── TRECHO DE ORIGEM ──
Há uma frase bastante difundida de Virginia Woolf que diz: “pela maior parte da História, “anônimo” foi uma mulher”. Felizmente, nos últimos tempos a sociedade vem jogando luz sobre as mulheres antes anônimas e agora reconhecidas por seus feitos no passado. Por exemplo: você sabe quem foi a primeira mulher a ser aceita na Academia Brasileira de Medicina? Pois agora, através do cinema, fique sabendo: foi Madame Durocher.
Marie Durocher (Jeanne Boudier) é uma jovem francesa que vem de uma longa linhagem de mães solteiras. Mas ela veio ao mundo para quebrar padrões. Sua vida, como a de todos, é uma oscilação entre alegrias e dissabores: a doença e morte da mãe (Marie-Josée Croze), o casamento com Pedro (Armando Babaioff), o nascimento do filho, o assassinato brutal do marido num mal-entendido. Viúva e desamparada, Maria se volta para um ato do passado: lembrando-se de como ajudou num parto, ela decide ser parteira.
O mentor de Marie e responsável por garantir sua entrada no curso de obstetrícia é o médico Joaquim (André Ramiro). À primeira vista causa um estranhamento ver um médico negro em pleno século XIX, com a escravidão ainda vigente. Mas não existiu Luís Gama, negro alforriado, que se tornou advogado e fez livres centenas de escravos? Pela comparação histórica aceitamos a presença do doutor Joaquim, e por experiência própria neste mundo atestamos a presença de outro professor na escola de medicina, o cretino Hermínio (Mateus Solano). Sendo machista até não poder mais, e depois sendo um pouquinho mais, ele ofende e persegue Marie sempre que pode e incentiva os outros alunos a fazerem o mesmo. Há um momento em que Joaquim diz a ele que conservadorismo não teria lugar no Brasil que estava se formando, mas é com pesar que percebemos que ainda há muito machismo e conservadorismo no Brasil de hoje, e inclusive dentro dos cursos de medicina.
Marie, para ser aceita, passa a vestir roupas mais masculinas, ao estilo “Yentl” (1983). Se no musical dirigido e protagonizado por Barbra Streisand a jovem Yentl precisa não apenas adotar vestimentas masculinas, mas se apresentar como homem, é a feminilidade de Marie que a faz ser aceita por muitas pacientes, em especial mulheres que foram vítimas de violência sexual. Sim, porque ela não atende apenas partos: também faz exames de corpo de delito e os abomináveis testes de virgindade. Atende àqueles que ninguém mais quis atender, como doentes de cólera. Marie estava em todos lugares onde um verdadeiro Médico – com M maiúsculo – deveria estar.
───
── DADOS REGISTRADOS ──
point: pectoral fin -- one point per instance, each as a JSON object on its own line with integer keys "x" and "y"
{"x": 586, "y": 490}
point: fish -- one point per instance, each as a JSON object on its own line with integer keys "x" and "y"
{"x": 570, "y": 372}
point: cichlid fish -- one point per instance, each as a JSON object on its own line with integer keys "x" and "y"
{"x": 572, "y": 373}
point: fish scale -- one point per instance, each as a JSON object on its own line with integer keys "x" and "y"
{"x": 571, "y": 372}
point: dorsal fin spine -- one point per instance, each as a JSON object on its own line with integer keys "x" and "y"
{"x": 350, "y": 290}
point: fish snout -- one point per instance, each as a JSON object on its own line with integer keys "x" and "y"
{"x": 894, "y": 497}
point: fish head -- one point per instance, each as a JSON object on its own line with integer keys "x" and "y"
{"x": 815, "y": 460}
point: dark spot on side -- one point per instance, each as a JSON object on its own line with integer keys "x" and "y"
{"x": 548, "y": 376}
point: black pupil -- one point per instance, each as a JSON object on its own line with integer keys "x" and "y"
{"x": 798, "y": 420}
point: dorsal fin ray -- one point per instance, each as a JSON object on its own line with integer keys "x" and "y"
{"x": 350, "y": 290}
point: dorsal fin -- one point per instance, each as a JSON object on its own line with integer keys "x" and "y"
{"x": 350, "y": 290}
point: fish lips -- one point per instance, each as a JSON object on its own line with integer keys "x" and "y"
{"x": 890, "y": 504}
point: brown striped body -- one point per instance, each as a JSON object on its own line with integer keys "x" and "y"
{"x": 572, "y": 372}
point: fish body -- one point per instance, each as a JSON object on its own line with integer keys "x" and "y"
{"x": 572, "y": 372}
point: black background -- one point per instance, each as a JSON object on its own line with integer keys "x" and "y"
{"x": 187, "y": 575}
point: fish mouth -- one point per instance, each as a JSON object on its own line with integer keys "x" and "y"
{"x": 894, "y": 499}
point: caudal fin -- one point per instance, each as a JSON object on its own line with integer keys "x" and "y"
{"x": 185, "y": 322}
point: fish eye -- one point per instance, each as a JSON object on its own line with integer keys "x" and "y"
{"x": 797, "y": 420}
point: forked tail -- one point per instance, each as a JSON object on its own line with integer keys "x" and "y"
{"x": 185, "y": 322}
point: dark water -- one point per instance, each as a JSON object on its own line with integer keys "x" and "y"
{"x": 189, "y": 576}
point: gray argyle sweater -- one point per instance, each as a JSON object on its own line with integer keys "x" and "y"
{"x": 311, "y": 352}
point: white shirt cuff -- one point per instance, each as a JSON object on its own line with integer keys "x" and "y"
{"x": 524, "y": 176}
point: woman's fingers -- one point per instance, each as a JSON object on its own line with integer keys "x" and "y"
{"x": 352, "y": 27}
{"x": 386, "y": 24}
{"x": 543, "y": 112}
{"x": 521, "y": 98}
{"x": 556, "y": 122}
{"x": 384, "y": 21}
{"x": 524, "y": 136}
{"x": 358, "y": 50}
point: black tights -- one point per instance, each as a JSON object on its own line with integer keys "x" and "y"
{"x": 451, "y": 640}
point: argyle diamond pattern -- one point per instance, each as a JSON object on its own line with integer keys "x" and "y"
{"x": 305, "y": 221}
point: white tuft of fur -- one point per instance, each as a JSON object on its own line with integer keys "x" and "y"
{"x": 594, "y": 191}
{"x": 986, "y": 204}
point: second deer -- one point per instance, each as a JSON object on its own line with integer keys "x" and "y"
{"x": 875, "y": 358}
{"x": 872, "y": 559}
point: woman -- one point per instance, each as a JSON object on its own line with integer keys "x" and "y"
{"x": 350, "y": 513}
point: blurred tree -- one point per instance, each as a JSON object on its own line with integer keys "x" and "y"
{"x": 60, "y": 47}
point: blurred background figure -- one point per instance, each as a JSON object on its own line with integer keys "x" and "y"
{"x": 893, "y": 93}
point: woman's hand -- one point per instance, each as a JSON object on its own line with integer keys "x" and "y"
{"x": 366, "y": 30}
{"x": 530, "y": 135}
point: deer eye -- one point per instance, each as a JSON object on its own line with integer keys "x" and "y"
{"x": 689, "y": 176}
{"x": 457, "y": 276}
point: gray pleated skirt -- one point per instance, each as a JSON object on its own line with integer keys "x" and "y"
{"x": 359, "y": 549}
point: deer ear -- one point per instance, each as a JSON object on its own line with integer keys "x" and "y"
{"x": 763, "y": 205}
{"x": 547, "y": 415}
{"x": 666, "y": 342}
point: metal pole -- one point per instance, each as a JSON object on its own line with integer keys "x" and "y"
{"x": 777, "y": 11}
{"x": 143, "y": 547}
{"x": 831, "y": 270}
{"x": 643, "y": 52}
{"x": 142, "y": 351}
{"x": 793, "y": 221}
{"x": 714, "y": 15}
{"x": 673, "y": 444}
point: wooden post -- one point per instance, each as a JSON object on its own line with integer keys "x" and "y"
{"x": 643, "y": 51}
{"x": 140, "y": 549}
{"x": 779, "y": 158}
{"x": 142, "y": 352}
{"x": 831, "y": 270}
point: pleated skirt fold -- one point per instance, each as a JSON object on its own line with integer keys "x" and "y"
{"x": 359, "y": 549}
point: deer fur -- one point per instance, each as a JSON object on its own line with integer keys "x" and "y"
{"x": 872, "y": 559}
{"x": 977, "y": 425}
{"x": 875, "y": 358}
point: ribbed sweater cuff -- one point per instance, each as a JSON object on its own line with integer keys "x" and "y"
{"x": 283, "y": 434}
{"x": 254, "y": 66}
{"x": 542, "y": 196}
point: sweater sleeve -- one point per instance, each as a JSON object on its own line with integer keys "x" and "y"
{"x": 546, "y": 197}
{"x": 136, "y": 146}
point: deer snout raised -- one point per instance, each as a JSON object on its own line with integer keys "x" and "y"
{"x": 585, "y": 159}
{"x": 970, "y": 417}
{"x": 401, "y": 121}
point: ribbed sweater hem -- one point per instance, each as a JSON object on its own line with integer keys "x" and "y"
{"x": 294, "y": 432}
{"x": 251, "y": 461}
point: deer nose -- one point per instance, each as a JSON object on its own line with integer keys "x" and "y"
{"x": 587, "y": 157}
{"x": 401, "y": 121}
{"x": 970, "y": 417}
───
PROBLEMAS A RESOLVER →
a) Traduza para o inglês a seguinte frase da resenha sobre Madame Durocher: "O mentor de Marie e responsável por garantir sua entrada no curso de obstetrícia é o médico Joaquim (André Ramiro)."
b) Reproduza, sem nenhuma alteração, o trecho da resenha sobre Madame Durocher que começa em "Há uma frase" e segue até "foi Madame Durocher.".
As linhas formam um material à parte, independente da resenha.

RESPOSTAS ÀS TAREFAS →
a) Marie's mentor, and the one responsible for securing her admission to the obstetrics course, is the doctor Joaquim (André Ramiro).

b)
Há uma frase bastante difundida de Virginia Woolf que diz: “pela maior parte da História, “anônimo” foi uma mulher”. Felizmente, nos últimos tempos a sociedade vem jogando luz sobre as mulheres antes anônimas e agora reconhecidas por seus feitos no passado. Por exemplo: você sabe quem foi a primeira mulher a ser aceita na Academia Brasileira de Medicina? Pois agora, através do cinema, fique sabendo: foi Madame Durocher.